DIRECTIONS: Can you put every line of the material below into a JSON list of strings, one string per line, with blank lines skipped and the pictures left out?

DATA EXTRACT:
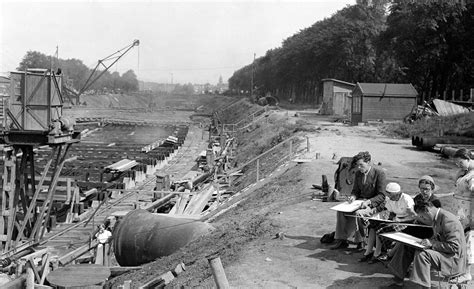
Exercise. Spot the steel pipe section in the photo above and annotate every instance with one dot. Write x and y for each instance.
(142, 237)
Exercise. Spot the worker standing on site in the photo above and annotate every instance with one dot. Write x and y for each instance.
(463, 195)
(369, 185)
(103, 237)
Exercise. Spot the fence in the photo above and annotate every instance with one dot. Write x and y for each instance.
(456, 96)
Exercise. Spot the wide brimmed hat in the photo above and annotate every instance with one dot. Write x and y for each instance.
(393, 188)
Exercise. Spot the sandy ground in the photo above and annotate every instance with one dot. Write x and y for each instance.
(245, 236)
(300, 260)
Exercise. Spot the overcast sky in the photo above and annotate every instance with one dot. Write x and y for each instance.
(189, 41)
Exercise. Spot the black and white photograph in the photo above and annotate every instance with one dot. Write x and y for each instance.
(237, 144)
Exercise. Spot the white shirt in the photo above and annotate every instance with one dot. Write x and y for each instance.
(103, 237)
(400, 207)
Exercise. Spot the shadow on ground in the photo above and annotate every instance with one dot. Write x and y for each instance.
(311, 243)
(364, 283)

FULL OUTPUT:
[
  "Exercise. Spot the steel pipe section in the photo above and annotate every instance with one dot. Write x and y for each instance.",
  "(142, 237)",
  "Exercise. Spot the worker standing on site in the photo above and annotate every instance with one dot. Write x and y for each instance.",
  "(463, 195)",
  "(369, 185)",
  "(103, 237)",
  "Exercise. Spot the fence in the photo above and annotate every instance with one dot. Write x and y for each instance.",
  "(456, 96)",
  "Exercise. Spot the wide brimmed hat in the photo above and annotate every instance with one dot. Write x and y for each instance.",
  "(393, 188)",
  "Exercise. Spot the sandy ground in the photo above and annotate every instance with one dot. Write x and y for each instance.",
  "(245, 236)",
  "(300, 260)",
  "Exercise. Spot the overcast sky in the photo above and annotate every instance with one dot. Write x and y for each instance.",
  "(189, 41)",
  "Exercise. Spot the black and white photograph in the photo above and annotate every instance with one dot. Write x and y for each instance.",
  "(237, 144)",
  "Exercise. Spot the white shirt in the photo above and annotate every instance with one dot. Write x and y for each instance.",
  "(103, 237)",
  "(400, 207)",
  "Exercise. Spot the shadow on ground in the photo above and annotate every instance with one dot. Write x and y for each instance.",
  "(311, 243)",
  "(364, 283)"
]